Image object location entries:
# # #

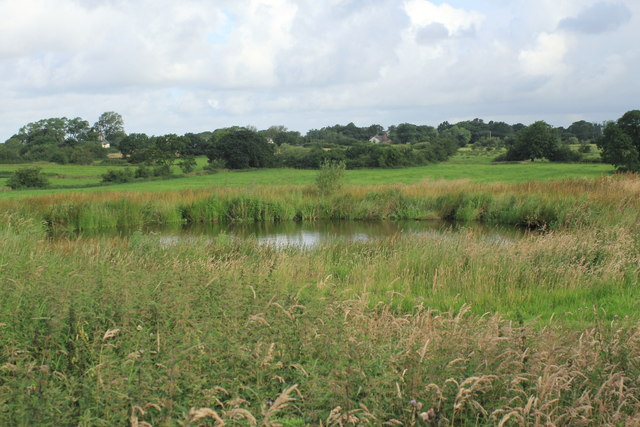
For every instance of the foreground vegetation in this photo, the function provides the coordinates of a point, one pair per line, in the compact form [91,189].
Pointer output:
[426,329]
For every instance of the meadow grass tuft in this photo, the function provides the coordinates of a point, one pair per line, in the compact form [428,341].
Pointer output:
[438,328]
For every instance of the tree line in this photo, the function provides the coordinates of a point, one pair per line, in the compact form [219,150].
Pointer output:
[65,140]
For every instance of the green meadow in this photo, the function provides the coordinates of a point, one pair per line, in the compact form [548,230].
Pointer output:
[454,327]
[78,178]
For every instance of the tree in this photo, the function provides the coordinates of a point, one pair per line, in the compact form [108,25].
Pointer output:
[618,147]
[584,130]
[461,135]
[536,141]
[242,149]
[330,177]
[630,124]
[133,143]
[111,126]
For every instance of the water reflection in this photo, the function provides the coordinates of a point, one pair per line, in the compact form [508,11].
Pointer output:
[312,234]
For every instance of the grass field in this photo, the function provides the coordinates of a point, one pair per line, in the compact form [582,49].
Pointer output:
[71,178]
[424,329]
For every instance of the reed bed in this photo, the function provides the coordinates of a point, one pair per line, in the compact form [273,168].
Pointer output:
[136,330]
[426,329]
[541,205]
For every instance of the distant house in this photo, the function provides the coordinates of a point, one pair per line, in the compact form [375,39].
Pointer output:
[380,139]
[103,141]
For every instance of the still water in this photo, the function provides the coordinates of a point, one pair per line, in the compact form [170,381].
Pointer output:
[313,234]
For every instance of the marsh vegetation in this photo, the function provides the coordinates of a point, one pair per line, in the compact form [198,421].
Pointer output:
[436,328]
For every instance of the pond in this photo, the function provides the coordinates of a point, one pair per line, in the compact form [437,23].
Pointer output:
[312,234]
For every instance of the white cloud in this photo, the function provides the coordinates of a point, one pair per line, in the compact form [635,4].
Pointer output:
[546,58]
[201,64]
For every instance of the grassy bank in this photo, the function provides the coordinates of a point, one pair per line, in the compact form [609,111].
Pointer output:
[540,205]
[432,328]
[109,331]
[73,178]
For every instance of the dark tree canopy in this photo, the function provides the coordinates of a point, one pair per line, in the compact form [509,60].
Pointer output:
[536,141]
[110,125]
[620,142]
[242,149]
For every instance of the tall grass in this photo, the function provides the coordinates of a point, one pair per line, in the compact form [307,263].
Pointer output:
[542,205]
[110,331]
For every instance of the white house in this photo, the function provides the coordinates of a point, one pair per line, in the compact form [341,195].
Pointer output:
[380,139]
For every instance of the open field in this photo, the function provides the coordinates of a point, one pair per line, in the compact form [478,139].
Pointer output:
[72,178]
[426,329]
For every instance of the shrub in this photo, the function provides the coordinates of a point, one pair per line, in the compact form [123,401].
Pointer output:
[28,178]
[330,177]
[118,176]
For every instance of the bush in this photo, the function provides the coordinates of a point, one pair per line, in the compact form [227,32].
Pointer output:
[28,178]
[187,164]
[143,172]
[330,177]
[118,176]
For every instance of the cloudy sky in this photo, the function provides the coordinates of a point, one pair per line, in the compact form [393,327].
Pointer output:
[195,65]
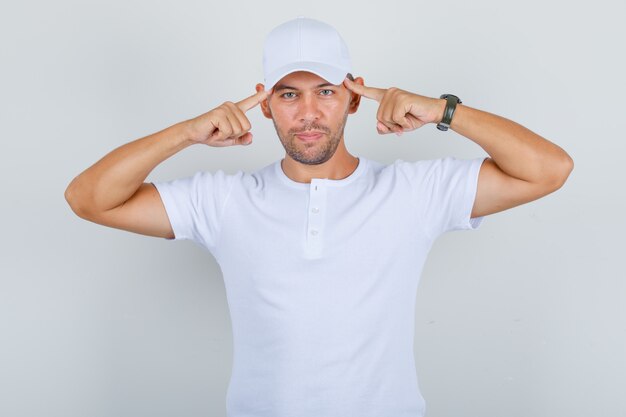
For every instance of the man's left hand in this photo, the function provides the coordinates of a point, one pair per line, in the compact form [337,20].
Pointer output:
[400,111]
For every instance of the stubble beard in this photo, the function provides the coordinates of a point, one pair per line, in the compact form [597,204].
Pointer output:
[313,153]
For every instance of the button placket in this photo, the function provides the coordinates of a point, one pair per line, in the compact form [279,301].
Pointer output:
[316,214]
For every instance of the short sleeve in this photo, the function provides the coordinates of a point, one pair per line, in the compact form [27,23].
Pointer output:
[195,204]
[445,190]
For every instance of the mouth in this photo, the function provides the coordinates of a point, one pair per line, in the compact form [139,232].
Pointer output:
[309,136]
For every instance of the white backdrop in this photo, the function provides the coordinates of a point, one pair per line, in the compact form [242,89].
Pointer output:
[524,317]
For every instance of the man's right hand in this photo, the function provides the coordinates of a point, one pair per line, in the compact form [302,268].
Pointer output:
[227,124]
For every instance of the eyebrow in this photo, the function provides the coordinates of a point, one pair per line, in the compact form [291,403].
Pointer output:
[287,87]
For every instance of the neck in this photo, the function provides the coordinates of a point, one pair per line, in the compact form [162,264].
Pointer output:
[338,167]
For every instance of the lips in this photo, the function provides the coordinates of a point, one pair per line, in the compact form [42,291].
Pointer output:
[309,136]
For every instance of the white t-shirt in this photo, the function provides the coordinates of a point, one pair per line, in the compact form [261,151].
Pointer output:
[321,278]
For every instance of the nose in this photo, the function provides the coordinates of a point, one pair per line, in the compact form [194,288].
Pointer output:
[308,108]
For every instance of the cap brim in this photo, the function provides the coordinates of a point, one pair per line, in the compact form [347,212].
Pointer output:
[331,74]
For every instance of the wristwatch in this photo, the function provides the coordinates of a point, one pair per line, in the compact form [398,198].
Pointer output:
[452,101]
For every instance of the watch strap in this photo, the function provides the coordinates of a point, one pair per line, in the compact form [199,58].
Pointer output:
[451,102]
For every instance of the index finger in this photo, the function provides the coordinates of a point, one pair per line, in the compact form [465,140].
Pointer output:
[369,92]
[249,102]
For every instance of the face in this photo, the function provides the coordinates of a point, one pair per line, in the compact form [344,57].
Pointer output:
[303,102]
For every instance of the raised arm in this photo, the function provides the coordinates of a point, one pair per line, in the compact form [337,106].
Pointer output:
[522,167]
[112,192]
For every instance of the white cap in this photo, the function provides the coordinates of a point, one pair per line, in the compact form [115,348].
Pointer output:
[305,44]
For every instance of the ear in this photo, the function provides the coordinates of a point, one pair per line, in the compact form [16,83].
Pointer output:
[355,99]
[265,106]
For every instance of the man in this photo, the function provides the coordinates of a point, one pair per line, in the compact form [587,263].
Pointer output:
[321,251]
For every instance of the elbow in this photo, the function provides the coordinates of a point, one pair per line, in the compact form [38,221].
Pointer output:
[561,172]
[73,200]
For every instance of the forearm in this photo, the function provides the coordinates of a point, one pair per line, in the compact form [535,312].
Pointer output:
[116,177]
[516,150]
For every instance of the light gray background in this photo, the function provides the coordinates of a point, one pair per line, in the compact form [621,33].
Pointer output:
[524,317]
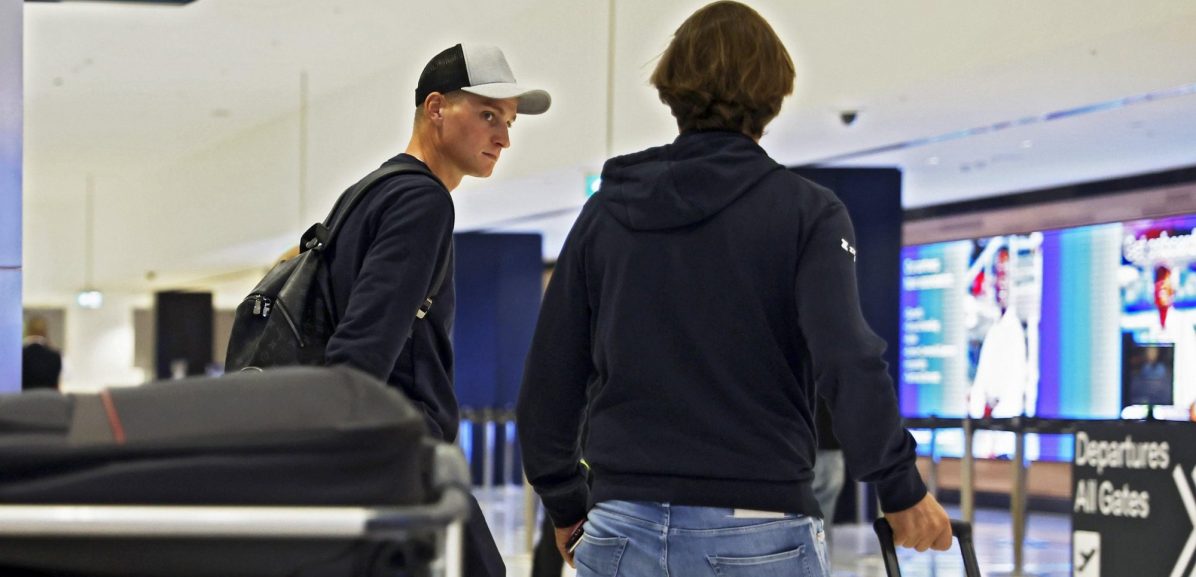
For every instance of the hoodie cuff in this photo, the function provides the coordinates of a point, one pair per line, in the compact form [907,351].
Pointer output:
[901,491]
[567,506]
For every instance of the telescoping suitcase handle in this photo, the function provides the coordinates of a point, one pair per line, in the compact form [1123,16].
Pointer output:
[960,529]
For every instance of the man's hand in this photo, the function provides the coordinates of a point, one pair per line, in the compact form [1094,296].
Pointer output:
[562,539]
[921,527]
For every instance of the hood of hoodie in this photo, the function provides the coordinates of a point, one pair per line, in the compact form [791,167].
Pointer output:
[682,183]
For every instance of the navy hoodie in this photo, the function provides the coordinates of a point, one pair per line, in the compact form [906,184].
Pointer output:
[382,266]
[700,301]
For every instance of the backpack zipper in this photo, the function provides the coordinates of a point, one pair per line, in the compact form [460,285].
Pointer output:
[261,305]
[291,323]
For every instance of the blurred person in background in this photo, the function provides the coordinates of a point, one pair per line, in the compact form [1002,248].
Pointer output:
[41,364]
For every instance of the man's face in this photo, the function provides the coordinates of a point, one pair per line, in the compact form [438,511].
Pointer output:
[475,132]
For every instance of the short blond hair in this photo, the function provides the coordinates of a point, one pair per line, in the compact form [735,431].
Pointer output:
[725,70]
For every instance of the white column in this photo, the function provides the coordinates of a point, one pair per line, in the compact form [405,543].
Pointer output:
[11,108]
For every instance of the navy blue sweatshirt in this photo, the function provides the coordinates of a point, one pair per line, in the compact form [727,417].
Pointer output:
[700,301]
[382,266]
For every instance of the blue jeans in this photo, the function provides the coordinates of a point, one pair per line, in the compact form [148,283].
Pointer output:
[657,539]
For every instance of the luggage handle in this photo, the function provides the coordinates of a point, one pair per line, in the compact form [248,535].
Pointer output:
[960,529]
[450,478]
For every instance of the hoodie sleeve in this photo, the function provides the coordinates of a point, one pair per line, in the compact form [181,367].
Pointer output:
[396,273]
[553,396]
[849,370]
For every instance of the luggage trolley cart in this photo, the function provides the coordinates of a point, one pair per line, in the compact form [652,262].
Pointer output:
[245,541]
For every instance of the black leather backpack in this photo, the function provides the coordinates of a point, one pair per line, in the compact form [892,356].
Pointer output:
[290,315]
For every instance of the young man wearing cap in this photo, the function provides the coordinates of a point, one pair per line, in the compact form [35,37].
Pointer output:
[390,249]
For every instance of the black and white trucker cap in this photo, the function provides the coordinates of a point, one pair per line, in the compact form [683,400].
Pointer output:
[480,70]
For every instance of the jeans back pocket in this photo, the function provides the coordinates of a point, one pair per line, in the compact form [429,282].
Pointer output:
[599,557]
[783,564]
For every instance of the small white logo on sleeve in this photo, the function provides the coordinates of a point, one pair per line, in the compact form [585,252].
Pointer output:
[849,249]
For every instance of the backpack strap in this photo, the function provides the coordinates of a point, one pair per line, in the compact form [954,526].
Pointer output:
[321,235]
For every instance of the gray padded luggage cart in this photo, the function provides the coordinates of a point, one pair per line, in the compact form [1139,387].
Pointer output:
[245,541]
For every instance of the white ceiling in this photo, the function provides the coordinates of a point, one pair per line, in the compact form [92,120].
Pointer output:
[128,93]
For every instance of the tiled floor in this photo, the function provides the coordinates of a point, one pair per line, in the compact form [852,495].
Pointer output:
[854,551]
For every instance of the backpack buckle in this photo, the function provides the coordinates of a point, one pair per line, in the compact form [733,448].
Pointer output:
[423,308]
[315,238]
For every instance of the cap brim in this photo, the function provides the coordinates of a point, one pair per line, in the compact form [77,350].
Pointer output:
[530,101]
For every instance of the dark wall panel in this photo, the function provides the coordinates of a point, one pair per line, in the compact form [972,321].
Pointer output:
[182,332]
[498,302]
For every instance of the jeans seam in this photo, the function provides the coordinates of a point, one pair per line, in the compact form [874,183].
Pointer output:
[664,539]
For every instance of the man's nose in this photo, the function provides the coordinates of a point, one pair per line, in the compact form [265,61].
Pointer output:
[502,138]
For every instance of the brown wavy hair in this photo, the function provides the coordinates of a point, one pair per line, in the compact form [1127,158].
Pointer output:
[725,70]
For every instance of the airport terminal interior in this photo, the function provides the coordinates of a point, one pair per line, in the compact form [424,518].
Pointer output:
[1021,177]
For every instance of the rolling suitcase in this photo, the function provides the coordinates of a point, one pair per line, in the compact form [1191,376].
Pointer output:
[293,472]
[960,529]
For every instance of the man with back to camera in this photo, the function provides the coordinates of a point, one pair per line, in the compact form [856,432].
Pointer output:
[41,364]
[390,248]
[702,298]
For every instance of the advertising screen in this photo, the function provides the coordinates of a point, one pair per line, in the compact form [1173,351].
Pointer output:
[1091,322]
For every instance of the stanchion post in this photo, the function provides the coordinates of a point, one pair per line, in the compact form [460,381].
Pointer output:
[508,449]
[966,486]
[488,450]
[933,477]
[1018,497]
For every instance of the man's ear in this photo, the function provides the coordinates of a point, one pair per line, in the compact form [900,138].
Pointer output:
[434,107]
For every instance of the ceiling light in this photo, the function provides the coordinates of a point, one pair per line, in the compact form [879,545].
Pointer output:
[90,299]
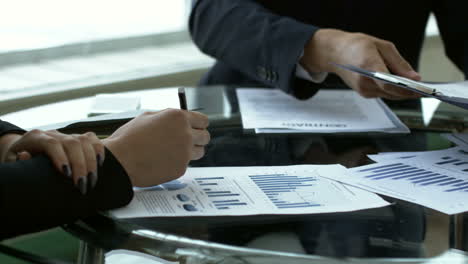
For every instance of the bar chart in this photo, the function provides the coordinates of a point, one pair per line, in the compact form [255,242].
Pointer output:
[416,176]
[230,191]
[435,179]
[280,188]
[221,192]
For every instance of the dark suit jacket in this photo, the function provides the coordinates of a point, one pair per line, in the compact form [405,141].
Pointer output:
[258,43]
[34,196]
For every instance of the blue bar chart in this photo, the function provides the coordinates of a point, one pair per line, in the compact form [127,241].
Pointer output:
[435,179]
[211,191]
[275,186]
[417,176]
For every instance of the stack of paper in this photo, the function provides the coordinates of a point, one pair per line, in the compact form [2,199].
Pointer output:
[330,111]
[250,191]
[435,179]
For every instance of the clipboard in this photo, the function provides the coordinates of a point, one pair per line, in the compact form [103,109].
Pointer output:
[415,86]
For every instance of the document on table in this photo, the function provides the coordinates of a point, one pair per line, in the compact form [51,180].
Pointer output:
[435,179]
[455,93]
[460,139]
[329,111]
[216,191]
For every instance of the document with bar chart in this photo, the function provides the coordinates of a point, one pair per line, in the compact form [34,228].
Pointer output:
[249,191]
[436,179]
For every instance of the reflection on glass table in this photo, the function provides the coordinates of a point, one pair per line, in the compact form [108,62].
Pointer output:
[400,233]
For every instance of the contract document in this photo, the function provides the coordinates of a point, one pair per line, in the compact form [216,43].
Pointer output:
[222,191]
[435,179]
[329,111]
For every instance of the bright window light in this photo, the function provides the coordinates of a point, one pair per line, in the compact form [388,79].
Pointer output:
[30,24]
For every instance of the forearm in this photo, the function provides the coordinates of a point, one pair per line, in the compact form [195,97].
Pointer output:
[5,142]
[252,39]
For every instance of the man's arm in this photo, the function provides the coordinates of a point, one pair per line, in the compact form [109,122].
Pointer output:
[250,38]
[34,196]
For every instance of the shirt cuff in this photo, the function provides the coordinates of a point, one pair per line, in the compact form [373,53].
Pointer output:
[316,77]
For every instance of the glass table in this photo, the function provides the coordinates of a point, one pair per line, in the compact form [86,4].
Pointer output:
[400,233]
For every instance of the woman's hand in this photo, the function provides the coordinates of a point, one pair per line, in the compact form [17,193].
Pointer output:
[156,147]
[75,156]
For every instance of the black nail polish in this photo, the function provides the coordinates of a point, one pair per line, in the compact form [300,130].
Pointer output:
[82,185]
[92,179]
[66,170]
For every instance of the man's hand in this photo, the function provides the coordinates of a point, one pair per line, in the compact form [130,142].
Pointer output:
[156,147]
[334,46]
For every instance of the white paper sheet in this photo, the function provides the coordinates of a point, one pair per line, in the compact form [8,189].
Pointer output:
[460,139]
[330,111]
[436,179]
[250,191]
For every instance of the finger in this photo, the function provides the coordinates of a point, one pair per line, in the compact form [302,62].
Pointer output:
[395,62]
[98,147]
[38,141]
[90,157]
[74,151]
[200,137]
[386,90]
[197,152]
[198,120]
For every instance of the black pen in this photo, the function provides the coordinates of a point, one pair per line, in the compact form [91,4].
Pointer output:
[182,98]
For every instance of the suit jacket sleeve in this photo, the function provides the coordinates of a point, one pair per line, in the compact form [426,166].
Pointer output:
[34,196]
[250,38]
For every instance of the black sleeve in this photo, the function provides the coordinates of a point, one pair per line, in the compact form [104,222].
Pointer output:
[251,39]
[6,127]
[453,27]
[34,196]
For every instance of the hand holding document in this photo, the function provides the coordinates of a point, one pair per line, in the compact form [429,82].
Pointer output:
[455,93]
[217,191]
[329,111]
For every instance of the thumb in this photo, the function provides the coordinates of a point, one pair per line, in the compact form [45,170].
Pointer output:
[395,62]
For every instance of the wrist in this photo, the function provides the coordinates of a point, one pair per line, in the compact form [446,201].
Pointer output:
[321,50]
[6,141]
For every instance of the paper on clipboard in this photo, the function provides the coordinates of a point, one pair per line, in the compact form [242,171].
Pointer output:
[455,93]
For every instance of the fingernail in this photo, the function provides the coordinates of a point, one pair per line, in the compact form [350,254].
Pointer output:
[82,185]
[100,160]
[66,170]
[92,179]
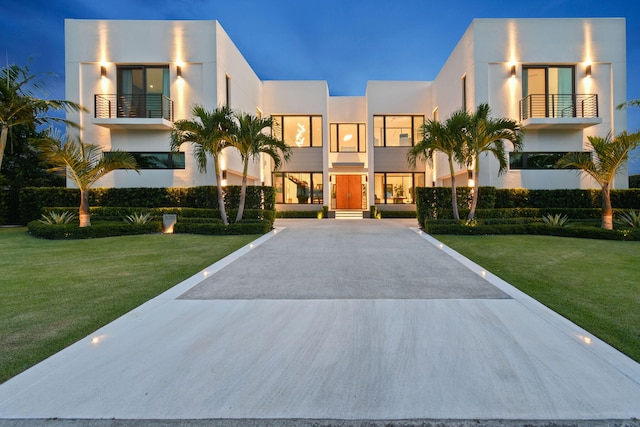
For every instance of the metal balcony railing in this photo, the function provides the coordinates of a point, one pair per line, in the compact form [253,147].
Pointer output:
[559,106]
[149,106]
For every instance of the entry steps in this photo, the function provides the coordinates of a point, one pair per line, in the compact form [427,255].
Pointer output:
[349,214]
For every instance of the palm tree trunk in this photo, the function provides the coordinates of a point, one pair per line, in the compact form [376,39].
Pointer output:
[243,190]
[85,216]
[3,141]
[454,192]
[607,210]
[474,198]
[223,211]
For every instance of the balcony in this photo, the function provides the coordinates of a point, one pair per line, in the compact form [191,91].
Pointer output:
[559,111]
[117,111]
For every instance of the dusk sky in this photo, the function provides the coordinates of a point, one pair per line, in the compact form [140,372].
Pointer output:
[345,42]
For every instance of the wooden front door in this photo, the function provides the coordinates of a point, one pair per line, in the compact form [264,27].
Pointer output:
[348,192]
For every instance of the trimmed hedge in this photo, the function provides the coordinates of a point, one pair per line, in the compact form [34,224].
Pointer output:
[435,202]
[102,213]
[298,214]
[436,227]
[34,199]
[396,214]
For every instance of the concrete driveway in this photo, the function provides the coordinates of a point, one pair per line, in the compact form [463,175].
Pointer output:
[333,322]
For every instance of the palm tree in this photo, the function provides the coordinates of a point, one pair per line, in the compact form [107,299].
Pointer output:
[446,138]
[250,139]
[608,155]
[209,132]
[84,164]
[20,105]
[487,135]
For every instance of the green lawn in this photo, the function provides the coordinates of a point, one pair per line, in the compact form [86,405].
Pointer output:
[594,283]
[53,293]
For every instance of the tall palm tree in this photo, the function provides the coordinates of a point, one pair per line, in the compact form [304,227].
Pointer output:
[84,164]
[209,132]
[250,139]
[20,105]
[608,155]
[446,138]
[486,135]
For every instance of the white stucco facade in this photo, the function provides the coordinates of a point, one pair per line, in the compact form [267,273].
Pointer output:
[560,78]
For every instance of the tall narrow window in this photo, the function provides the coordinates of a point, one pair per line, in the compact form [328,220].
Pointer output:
[348,138]
[548,91]
[464,92]
[298,131]
[143,91]
[396,131]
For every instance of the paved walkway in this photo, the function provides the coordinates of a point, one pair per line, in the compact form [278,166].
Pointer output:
[331,323]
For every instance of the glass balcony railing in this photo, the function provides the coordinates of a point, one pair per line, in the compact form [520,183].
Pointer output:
[557,106]
[126,106]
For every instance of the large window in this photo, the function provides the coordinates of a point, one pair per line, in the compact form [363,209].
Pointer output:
[397,188]
[143,91]
[298,131]
[536,160]
[548,91]
[396,131]
[348,138]
[158,160]
[298,187]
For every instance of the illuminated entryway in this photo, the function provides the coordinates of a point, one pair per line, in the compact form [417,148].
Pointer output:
[350,192]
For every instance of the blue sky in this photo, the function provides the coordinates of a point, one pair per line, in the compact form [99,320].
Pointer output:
[345,42]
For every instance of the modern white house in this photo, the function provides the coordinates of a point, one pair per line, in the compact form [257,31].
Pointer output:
[560,78]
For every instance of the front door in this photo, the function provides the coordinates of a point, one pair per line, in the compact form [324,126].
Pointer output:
[348,192]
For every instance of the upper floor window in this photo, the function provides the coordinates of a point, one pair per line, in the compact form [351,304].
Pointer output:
[298,131]
[547,79]
[143,91]
[396,131]
[536,160]
[348,138]
[158,160]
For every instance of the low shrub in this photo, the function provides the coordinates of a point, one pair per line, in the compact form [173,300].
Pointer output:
[97,229]
[459,228]
[298,214]
[395,214]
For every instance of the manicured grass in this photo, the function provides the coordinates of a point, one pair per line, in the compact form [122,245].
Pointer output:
[594,283]
[55,292]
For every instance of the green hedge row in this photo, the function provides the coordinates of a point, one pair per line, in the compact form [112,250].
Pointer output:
[34,199]
[506,213]
[116,228]
[437,227]
[435,202]
[396,214]
[102,213]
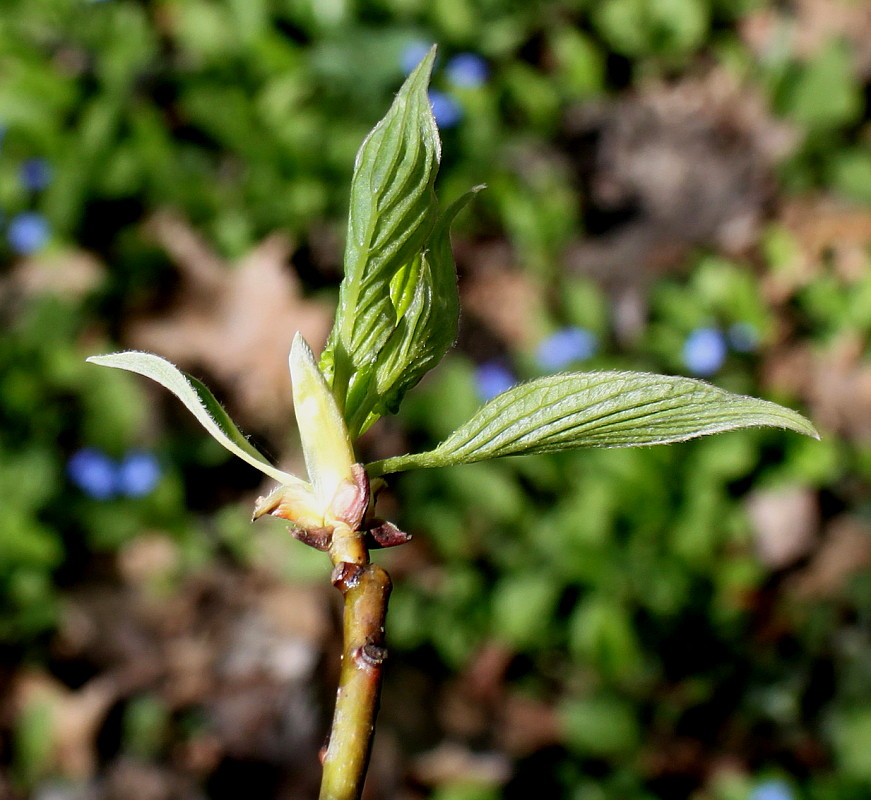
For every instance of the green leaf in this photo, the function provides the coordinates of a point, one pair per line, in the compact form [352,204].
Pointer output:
[428,310]
[597,409]
[200,402]
[393,212]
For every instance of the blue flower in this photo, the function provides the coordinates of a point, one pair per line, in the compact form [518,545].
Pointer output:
[445,109]
[772,790]
[93,472]
[412,54]
[467,71]
[565,346]
[704,351]
[493,378]
[27,232]
[35,174]
[138,474]
[103,478]
[743,337]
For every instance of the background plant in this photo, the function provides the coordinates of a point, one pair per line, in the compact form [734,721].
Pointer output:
[795,697]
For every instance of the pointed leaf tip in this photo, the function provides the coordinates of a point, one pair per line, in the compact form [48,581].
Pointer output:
[199,401]
[598,409]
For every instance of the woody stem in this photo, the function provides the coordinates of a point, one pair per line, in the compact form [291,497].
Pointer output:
[365,588]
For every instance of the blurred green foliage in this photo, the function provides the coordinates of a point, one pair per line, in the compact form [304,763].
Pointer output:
[625,583]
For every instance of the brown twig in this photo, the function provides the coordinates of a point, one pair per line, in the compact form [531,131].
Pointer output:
[365,588]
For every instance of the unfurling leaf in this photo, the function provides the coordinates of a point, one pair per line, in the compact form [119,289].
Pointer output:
[200,402]
[597,409]
[426,326]
[397,293]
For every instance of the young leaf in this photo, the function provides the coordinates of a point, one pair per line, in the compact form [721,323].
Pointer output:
[200,402]
[393,210]
[326,447]
[597,409]
[426,327]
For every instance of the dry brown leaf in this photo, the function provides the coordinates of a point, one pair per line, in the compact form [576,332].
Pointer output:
[234,321]
[845,550]
[785,523]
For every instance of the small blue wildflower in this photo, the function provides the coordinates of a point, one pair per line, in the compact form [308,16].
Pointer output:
[743,337]
[467,71]
[772,790]
[93,472]
[565,346]
[493,378]
[704,351]
[35,174]
[138,474]
[27,232]
[445,109]
[412,54]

# # #

→ Brief: Quote verbatim the line containing "For every instance of the unfurling" and every line after it through the end of the records above.

→ Result for this task:
For every instance of the unfurling leaf in this photo, the function provides the coordinates of a point, one pair per line, in the compact form [119,289].
Pointer output:
[200,402]
[597,409]
[426,326]
[397,293]
For every instance of the young leaf in this photo, the function provides the coordinates of a point, one pair per line, in the compact form [721,323].
Pointer output:
[200,402]
[393,210]
[326,447]
[597,409]
[426,327]
For every instance of the dry brown leaf in this photo, the function provides the coordinates of a point, one pair per line, in the compact form [576,332].
Pointer output:
[234,321]
[845,550]
[785,523]
For every instance of the small blue wildflower in this photo, the function provides the coordinates of a point, one pair per line, in the compact form [308,16].
Pointer output:
[743,337]
[467,71]
[772,790]
[93,472]
[565,346]
[493,378]
[704,351]
[35,174]
[138,474]
[27,232]
[445,109]
[412,54]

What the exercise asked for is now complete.